--- PROBLEM TO SOLVE ---
The expected output is a verbatim reprint of the lines from the beginning of the data that follows through the line that contains "Expected: for every instance of the boulder".

Region pointing data
Segment Open

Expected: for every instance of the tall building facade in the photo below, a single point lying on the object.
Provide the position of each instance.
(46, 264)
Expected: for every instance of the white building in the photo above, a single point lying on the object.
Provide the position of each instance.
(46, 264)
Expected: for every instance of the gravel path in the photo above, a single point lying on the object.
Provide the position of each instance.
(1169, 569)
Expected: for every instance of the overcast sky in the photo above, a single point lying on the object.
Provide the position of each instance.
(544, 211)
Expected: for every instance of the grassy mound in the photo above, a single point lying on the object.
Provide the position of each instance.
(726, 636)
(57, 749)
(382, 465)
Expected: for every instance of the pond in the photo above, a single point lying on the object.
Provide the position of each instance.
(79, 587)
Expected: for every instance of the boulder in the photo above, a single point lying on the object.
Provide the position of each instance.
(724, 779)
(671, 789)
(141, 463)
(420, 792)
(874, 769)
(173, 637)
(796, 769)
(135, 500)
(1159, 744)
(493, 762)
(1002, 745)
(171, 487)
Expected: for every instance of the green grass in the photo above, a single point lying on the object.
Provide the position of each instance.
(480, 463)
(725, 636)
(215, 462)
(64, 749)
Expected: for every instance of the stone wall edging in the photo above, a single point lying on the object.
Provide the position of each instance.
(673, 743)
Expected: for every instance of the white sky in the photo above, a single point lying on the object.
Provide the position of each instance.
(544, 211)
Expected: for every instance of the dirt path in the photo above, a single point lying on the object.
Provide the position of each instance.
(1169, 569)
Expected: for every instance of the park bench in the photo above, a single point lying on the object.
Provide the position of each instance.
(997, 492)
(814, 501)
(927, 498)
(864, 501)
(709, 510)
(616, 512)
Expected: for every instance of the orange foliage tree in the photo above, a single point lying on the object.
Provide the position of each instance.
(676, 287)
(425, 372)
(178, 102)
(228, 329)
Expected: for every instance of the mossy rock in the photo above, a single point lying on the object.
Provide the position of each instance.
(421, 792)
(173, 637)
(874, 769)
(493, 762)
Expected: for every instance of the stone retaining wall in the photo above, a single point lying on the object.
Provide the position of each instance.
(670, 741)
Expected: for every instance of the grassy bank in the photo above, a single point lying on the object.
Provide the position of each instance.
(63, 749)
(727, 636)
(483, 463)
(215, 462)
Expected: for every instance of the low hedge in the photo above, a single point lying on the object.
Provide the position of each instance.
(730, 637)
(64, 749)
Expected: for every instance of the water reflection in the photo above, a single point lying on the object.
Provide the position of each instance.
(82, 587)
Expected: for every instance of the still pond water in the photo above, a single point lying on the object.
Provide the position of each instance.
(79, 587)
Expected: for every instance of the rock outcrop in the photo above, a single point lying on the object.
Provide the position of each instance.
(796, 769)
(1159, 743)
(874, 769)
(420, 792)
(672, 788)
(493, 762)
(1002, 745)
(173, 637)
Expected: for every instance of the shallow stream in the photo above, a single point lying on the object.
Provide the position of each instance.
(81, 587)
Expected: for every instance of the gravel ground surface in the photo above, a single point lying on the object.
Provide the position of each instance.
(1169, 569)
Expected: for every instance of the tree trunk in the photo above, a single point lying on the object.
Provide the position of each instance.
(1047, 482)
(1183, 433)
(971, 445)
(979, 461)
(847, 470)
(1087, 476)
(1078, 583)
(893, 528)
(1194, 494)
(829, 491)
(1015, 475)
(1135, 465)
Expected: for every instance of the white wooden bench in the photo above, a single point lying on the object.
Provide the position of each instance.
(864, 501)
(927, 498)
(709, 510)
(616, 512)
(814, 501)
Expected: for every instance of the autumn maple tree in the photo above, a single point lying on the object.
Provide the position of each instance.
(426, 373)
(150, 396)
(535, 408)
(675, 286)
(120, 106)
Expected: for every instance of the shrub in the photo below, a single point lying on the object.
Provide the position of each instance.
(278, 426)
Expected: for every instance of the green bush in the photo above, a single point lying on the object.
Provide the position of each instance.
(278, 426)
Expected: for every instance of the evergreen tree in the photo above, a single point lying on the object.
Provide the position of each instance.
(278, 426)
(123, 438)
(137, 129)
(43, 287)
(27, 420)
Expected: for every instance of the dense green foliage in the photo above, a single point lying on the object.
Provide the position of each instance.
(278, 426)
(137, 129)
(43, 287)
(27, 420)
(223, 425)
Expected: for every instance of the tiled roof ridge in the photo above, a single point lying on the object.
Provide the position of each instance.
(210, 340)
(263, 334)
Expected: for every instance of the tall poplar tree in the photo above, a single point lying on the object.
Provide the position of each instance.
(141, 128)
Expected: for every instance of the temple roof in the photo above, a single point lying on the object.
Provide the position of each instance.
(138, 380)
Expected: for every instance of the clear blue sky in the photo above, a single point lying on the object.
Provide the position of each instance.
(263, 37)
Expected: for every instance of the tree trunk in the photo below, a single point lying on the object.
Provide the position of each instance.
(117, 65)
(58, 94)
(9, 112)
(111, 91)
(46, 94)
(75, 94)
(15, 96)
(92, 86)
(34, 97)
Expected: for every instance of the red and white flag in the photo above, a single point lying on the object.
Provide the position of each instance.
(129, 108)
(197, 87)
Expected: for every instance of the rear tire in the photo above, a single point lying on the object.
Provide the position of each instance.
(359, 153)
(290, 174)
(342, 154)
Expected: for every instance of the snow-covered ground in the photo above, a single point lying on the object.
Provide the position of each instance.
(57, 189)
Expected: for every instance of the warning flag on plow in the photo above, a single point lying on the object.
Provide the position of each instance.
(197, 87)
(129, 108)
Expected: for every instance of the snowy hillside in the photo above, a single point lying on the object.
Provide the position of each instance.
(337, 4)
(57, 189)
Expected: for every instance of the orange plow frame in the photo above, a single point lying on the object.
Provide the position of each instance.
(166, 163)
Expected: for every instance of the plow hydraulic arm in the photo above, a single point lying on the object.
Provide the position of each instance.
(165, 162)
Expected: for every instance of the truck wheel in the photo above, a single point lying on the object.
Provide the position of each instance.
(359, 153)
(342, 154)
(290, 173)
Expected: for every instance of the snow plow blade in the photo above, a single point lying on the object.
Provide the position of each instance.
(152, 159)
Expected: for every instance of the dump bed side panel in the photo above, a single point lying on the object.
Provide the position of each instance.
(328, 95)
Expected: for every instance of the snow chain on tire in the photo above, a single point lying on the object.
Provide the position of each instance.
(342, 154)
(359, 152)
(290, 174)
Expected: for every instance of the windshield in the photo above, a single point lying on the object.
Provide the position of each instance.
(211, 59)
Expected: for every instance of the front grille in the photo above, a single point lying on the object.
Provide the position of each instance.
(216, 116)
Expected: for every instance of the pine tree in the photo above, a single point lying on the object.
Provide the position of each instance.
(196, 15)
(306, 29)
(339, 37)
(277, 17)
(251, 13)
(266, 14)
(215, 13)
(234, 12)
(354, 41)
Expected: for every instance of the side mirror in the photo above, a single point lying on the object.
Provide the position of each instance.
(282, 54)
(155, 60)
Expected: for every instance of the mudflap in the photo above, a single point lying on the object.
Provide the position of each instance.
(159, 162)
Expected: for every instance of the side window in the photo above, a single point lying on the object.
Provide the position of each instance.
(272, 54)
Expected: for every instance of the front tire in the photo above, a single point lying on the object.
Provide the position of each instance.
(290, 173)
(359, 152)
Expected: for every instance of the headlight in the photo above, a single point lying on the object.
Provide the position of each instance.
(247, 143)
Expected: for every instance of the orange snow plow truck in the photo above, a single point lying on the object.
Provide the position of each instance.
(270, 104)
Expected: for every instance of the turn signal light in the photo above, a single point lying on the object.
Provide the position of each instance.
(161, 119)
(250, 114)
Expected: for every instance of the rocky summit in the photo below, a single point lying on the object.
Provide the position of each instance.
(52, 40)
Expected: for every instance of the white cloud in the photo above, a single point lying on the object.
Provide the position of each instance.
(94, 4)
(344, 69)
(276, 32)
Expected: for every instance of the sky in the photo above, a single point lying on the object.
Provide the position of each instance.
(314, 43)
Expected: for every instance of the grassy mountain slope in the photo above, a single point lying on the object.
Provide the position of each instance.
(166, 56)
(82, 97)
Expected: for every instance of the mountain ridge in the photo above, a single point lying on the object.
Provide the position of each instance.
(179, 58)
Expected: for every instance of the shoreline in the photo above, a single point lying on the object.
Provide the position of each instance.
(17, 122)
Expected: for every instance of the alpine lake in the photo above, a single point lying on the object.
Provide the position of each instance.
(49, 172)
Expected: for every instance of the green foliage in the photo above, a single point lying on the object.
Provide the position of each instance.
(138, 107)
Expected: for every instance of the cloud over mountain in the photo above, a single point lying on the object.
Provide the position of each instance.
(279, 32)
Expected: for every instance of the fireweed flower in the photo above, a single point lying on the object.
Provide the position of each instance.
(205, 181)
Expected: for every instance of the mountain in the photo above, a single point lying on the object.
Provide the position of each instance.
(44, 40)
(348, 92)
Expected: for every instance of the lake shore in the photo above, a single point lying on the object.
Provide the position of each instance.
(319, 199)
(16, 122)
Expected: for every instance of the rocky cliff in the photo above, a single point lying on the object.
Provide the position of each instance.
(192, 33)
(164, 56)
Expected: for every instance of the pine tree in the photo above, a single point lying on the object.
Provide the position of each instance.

Segment Closed

--- RESULT OF THE EXERCISE ---
Expected: for every instance of the tall building facade in the photo below, a single point lying on the object.
Provide the position of each instance.
(46, 264)
Expected: for every instance of the white building in the photo above, a single point lying on the object.
Provide the position of each instance.
(46, 264)
Expected: for every instance of the gravel path in the photo above, a single point lying on the object.
Provide the position of each instance.
(1169, 569)
Expected: for every instance of the overcast sky in the photo above, a single point lying on the object.
Provide the position of each instance.
(544, 211)
Expected: for every instance of the grassy mound in the photo above, a single point lying on the object.
Provide the position of each instance.
(726, 636)
(57, 749)
(382, 465)
Expected: for every instance of the pond in the photo above, a single point lying on the object.
Provide the position of each instance.
(79, 587)
Expected: for every instance of the boulder in the photo above, a single point lying on the object.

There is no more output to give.